Each line below is to be copied exactly; images do not go into the copy.

Collected data
=== Begin Enclosure ===

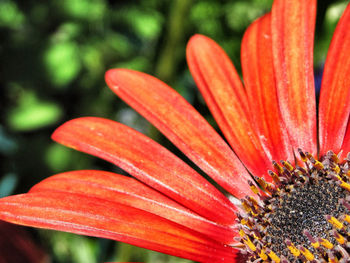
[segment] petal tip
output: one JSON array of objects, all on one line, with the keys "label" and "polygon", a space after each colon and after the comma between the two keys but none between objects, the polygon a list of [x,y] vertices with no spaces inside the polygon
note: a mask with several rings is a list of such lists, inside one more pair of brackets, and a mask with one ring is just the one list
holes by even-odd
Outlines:
[{"label": "petal tip", "polygon": [[195,34],[188,41],[187,47],[191,47],[192,45],[199,45],[200,43],[208,42],[208,41],[213,41],[213,40],[205,35]]},{"label": "petal tip", "polygon": [[105,81],[108,85],[108,87],[112,88],[116,84],[116,79],[118,78],[118,75],[125,69],[119,69],[119,68],[114,68],[114,69],[109,69],[105,73]]}]

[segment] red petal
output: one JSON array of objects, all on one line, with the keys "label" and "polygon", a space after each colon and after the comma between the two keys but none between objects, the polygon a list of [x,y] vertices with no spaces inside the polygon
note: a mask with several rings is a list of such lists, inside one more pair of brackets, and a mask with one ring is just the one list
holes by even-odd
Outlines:
[{"label": "red petal", "polygon": [[350,122],[348,122],[343,145],[342,145],[343,156],[347,156],[350,153]]},{"label": "red petal", "polygon": [[294,149],[316,154],[313,40],[316,0],[276,0],[271,33],[277,94]]},{"label": "red petal", "polygon": [[167,149],[125,125],[79,118],[63,124],[52,138],[116,164],[205,218],[235,222],[234,206],[214,186]]},{"label": "red petal", "polygon": [[44,192],[0,200],[16,224],[109,238],[201,262],[229,262],[235,251],[145,211],[84,195]]},{"label": "red petal", "polygon": [[51,176],[30,192],[61,191],[98,197],[135,207],[195,229],[226,244],[235,243],[237,231],[204,219],[143,183],[123,175],[103,171],[73,171]]},{"label": "red petal", "polygon": [[319,105],[320,155],[339,152],[350,113],[350,5],[339,20],[323,72]]},{"label": "red petal", "polygon": [[187,45],[192,76],[234,152],[256,176],[267,176],[271,160],[251,125],[242,82],[224,50],[210,38],[195,35]]},{"label": "red petal", "polygon": [[294,162],[293,150],[278,106],[273,69],[271,15],[256,20],[244,34],[242,70],[253,125],[271,160]]},{"label": "red petal", "polygon": [[204,172],[237,197],[250,194],[250,176],[207,121],[175,90],[144,73],[113,69],[108,86],[146,117]]}]

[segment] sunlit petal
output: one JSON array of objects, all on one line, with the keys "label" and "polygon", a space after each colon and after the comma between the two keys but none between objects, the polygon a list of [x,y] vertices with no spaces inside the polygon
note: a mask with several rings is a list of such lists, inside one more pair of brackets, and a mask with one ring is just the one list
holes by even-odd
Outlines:
[{"label": "sunlit petal", "polygon": [[241,162],[175,90],[150,75],[126,69],[109,70],[106,82],[218,184],[237,197],[250,192],[250,176]]},{"label": "sunlit petal", "polygon": [[221,47],[210,38],[193,36],[187,45],[192,76],[231,147],[256,176],[271,168],[253,129],[248,100],[240,77]]},{"label": "sunlit petal", "polygon": [[272,58],[271,15],[247,29],[241,49],[243,77],[253,125],[270,160],[294,162],[293,150],[278,105]]},{"label": "sunlit petal", "polygon": [[86,117],[60,126],[52,138],[108,160],[196,213],[233,224],[228,199],[174,154],[145,135],[114,121]]},{"label": "sunlit petal", "polygon": [[[339,152],[350,113],[350,5],[341,17],[329,47],[319,105],[320,155]],[[344,142],[346,144],[346,142]]]},{"label": "sunlit petal", "polygon": [[0,200],[8,222],[109,238],[202,262],[232,262],[235,251],[148,212],[66,192],[15,195]]},{"label": "sunlit petal", "polygon": [[271,34],[277,94],[294,149],[316,155],[313,45],[316,1],[276,0]]},{"label": "sunlit petal", "polygon": [[53,191],[84,194],[135,207],[225,244],[233,243],[236,236],[235,229],[208,221],[143,183],[119,174],[95,170],[66,172],[45,179],[30,192]]}]

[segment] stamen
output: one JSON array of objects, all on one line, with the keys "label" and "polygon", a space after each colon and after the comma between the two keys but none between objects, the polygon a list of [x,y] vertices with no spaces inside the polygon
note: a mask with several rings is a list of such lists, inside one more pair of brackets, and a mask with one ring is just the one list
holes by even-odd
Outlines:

=== End Enclosure ===

#### Solution to the exercise:
[segment] petal tip
output: one JSON array of objects, all on one line, with the keys "label" and "polygon", a space after each colon and after the comma between the two keys but none between objects, the polygon a list of [x,y] vertices with no spaces inside the polygon
note: a mask with several rings is a list of such lists, inside one more pair of brackets, and a mask with one ring is just the one list
holes by even-odd
Outlines:
[{"label": "petal tip", "polygon": [[195,34],[188,41],[187,47],[191,47],[192,45],[199,45],[200,43],[208,42],[208,41],[213,41],[213,40],[205,35]]},{"label": "petal tip", "polygon": [[105,81],[108,85],[108,87],[112,88],[116,84],[116,79],[118,78],[118,75],[125,69],[119,69],[119,68],[114,68],[114,69],[109,69],[105,73]]}]

[segment] red petal
output: one JSON array of objects, all on one line, with the keys "label" and "polygon", a space after each colon and after the comma between the two keys but none between objects, the polygon a list of [x,y] vertices with no spaces inside the polygon
note: a mask with several rings is a list of such lists, inside one more pair of brackets, and a mask with one ring is just the one list
holes by even-odd
Outlines:
[{"label": "red petal", "polygon": [[350,122],[348,122],[343,145],[342,145],[343,156],[347,156],[350,153]]},{"label": "red petal", "polygon": [[294,149],[316,154],[313,40],[316,0],[276,0],[271,33],[277,94]]},{"label": "red petal", "polygon": [[167,149],[125,125],[79,118],[63,124],[52,138],[116,164],[205,218],[235,222],[234,206],[214,186]]},{"label": "red petal", "polygon": [[44,192],[0,200],[16,224],[109,238],[201,262],[229,262],[235,251],[145,211],[84,195]]},{"label": "red petal", "polygon": [[51,176],[30,192],[61,191],[98,197],[135,207],[195,229],[226,244],[235,243],[237,231],[204,219],[143,183],[123,175],[103,171],[73,171]]},{"label": "red petal", "polygon": [[319,105],[320,155],[339,152],[350,113],[350,5],[339,20],[323,72]]},{"label": "red petal", "polygon": [[187,45],[192,76],[234,152],[256,176],[267,176],[271,160],[251,125],[242,82],[224,50],[210,38],[195,35]]},{"label": "red petal", "polygon": [[294,162],[293,150],[278,106],[273,69],[271,15],[256,20],[244,34],[242,70],[253,125],[271,160]]},{"label": "red petal", "polygon": [[204,172],[237,197],[250,194],[250,176],[207,121],[175,90],[144,73],[113,69],[108,86],[146,117]]}]

[segment] sunlit petal
output: one JSON array of objects, all on one line, with the keys "label" and "polygon", a space after each colon and after the comma between the two keys but none between objects, the polygon a list of [x,y] vertices with no spaces inside the polygon
note: a mask with several rings is a list of such lists, inside one more pair of brackets, and a mask with one ring is just the one list
holes by even-odd
Outlines:
[{"label": "sunlit petal", "polygon": [[241,162],[175,90],[150,75],[126,69],[109,70],[106,82],[218,184],[237,197],[250,192],[250,176]]},{"label": "sunlit petal", "polygon": [[221,47],[210,38],[193,36],[187,45],[192,76],[231,147],[256,176],[271,168],[253,129],[248,100],[240,77]]},{"label": "sunlit petal", "polygon": [[272,58],[271,15],[247,29],[241,49],[243,77],[253,125],[270,160],[294,162],[293,150],[278,105]]},{"label": "sunlit petal", "polygon": [[86,117],[60,126],[52,138],[108,160],[196,213],[233,224],[228,199],[174,154],[145,135],[114,121]]},{"label": "sunlit petal", "polygon": [[[339,152],[350,113],[350,5],[341,17],[329,47],[319,105],[320,155]],[[344,142],[346,144],[346,142]]]},{"label": "sunlit petal", "polygon": [[0,200],[8,222],[109,238],[202,262],[232,262],[235,251],[148,212],[66,192],[15,195]]},{"label": "sunlit petal", "polygon": [[271,34],[277,94],[294,149],[316,155],[313,45],[316,1],[276,0]]},{"label": "sunlit petal", "polygon": [[53,191],[84,194],[135,207],[225,244],[233,243],[236,236],[235,229],[208,221],[143,183],[119,174],[95,170],[66,172],[45,179],[30,192]]}]

[segment] stamen
output: one JSON array of objects, all on one line, with the keys "label" and "polygon", a space after each colon and after the comma between the two keys but none between objects, the polygon a list of [x,y] vertices with no spaces inside the polygon
note: a mask with several rings is a list of such lists, inside one more pair of brackets, and a mask with one ring is just the one list
holes by even-odd
Outlines:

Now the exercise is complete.